◆ **GIVEN REQUEST A**: Reproduce the text on honesty and lying in full, without changing anything.
╭─ SELECTION
People say that "honesty is the best policy". Parents claim to teach their children to tell the truth, but we live in a society where the ability to convince others of untruths is necessary for success. How does this happen?

What about sales? It doesn’t matter whether you are a salesperson selling a product, a job applicant selling a potential employer on your own employability, a corporate representative trying to get a potential investor to sign a contract, or simply trying to convince another person that your fish story is true, most people enlarge and elaborate their words. Just a slight enhancement can make a huge difference in whether or not the other person responds in the way we want. Usually, the extra embellishment pushes the other person more in our favor. We lie to get a reward.

Which person (or people) do you not get along with, but be nice to for social reasons? I think almost all of us have at least one such person in our lives. The annoying spouse of your good friend, the great-aunt that’s too overbearing, even your supervisor at work can all be examples of this person. It would offend someone that is important to you to show your true opinion. It would cause more stress to speak up than remain silent. Expressing displeasure or disagreement could cost you many of the things you need or want in life. Each of these unpleasant results are a type of punishment for not behaving in the expected way. We lie to avoid punishment.

Image by San Jose Library via Flickr

Parents teach their children to lie.
╰─
◆ **GIVEN REQUEST B**: Count how many lines of the records contain the word "laminate" and reply with only that number.
╭─ MATERIAL FOR THIS EXERCISE
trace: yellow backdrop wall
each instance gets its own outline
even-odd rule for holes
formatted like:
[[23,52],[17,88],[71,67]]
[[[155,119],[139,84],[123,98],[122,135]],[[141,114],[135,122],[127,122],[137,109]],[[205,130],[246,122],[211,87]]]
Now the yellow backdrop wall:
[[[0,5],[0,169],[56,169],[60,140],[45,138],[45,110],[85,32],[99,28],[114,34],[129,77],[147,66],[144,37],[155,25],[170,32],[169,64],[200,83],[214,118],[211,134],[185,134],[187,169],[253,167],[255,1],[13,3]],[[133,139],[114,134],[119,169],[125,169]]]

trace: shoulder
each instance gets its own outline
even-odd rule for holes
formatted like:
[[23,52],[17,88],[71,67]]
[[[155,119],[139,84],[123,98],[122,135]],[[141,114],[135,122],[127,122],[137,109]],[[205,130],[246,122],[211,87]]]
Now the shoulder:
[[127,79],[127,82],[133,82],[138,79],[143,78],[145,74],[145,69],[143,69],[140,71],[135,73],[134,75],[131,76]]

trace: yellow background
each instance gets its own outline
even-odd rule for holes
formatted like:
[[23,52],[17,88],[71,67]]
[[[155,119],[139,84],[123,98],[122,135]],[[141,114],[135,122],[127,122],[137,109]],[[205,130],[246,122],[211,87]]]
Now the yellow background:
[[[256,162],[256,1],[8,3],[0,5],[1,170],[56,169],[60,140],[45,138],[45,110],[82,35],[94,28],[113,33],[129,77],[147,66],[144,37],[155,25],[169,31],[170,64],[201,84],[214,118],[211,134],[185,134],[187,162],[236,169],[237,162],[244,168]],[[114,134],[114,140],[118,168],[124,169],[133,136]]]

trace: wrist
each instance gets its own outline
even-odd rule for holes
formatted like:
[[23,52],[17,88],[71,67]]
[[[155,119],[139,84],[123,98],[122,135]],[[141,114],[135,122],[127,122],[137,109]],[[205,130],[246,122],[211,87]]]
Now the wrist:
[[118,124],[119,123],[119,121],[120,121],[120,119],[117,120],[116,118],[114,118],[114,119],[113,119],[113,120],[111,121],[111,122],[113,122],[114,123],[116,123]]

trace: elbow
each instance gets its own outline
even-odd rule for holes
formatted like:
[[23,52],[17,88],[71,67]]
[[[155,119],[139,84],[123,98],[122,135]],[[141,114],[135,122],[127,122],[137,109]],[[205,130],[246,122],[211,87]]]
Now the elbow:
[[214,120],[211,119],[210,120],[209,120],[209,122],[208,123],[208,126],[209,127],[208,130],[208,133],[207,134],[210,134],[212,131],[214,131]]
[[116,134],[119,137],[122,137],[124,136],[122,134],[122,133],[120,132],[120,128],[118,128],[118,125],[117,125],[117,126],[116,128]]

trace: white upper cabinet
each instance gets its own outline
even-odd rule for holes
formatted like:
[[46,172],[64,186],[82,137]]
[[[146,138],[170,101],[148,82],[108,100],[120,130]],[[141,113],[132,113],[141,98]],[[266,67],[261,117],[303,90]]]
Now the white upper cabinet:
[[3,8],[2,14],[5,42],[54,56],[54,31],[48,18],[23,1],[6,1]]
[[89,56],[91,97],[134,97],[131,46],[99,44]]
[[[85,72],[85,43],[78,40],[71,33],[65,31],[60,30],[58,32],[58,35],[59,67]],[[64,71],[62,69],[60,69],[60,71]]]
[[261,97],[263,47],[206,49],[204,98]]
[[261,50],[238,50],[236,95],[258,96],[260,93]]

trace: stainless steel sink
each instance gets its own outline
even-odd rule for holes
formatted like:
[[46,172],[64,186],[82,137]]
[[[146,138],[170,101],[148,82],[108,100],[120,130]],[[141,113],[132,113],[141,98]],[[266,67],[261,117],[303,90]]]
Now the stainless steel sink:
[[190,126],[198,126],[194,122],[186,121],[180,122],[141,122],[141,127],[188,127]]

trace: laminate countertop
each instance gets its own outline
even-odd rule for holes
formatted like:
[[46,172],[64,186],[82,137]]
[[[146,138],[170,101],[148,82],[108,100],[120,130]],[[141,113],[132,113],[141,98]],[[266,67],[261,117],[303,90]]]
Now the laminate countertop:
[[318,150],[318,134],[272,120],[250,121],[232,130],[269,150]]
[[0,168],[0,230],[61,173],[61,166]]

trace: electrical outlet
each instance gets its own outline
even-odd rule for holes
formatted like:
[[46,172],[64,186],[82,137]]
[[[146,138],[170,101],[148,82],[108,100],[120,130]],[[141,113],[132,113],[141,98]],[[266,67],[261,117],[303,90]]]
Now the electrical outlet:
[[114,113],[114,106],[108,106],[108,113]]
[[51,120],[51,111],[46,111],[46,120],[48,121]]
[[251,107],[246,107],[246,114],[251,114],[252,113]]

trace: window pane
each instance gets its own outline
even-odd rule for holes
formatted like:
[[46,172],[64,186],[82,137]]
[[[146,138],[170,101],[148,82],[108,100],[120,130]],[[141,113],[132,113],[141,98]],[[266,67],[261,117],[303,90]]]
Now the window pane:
╰─
◆ **EXERCISE ANSWER A**:
People say that "honesty is the best policy". Parents claim to teach their children to tell the truth, but we live in a society where the ability to convince others of untruths is necessary for success. How does this happen?

What about sales? It doesn’t matter whether you are a salesperson selling a product, a job applicant selling a potential employer on your own employability, a corporate representative trying to get a potential investor to sign a contract, or simply trying to convince another person that your fish story is true, most people enlarge and elaborate their words. Just a slight enhancement can make a huge difference in whether or not the other person responds in the way we want. Usually, the extra embellishment pushes the other person more in our favor. We lie to get a reward.

Which person (or people) do you not get along with, but be nice to for social reasons? I think almost all of us have at least one such person in our lives. The annoying spouse of your good friend, the great-aunt that’s too overbearing, even your supervisor at work can all be examples of this person. It would offend someone that is important to you to show your true opinion. It would cause more stress to speak up than remain silent. Expressing displeasure or disagreement could cost you many of the things you need or want in life. Each of these unpleasant results are a type of punishment for not behaving in the expected way. We lie to avoid punishment.

Image by San Jose Library via Flickr

Parents teach their children to lie.

◆ **EXERCISE ANSWER B**: 2